Written exercise:
Rewrite the entries below as a JSON list of strings, with one string per line and any blank lines omitted.

(Dataset records on object locations)

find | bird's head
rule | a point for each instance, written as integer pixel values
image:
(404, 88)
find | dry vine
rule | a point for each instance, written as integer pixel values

The response:
[
  "find | bird's head",
  "rule | a point for each instance, written as integer pixel values",
  "image:",
  "(404, 88)",
  "find | dry vine",
  "rule | a point for each instance, written as integer pixel values"
]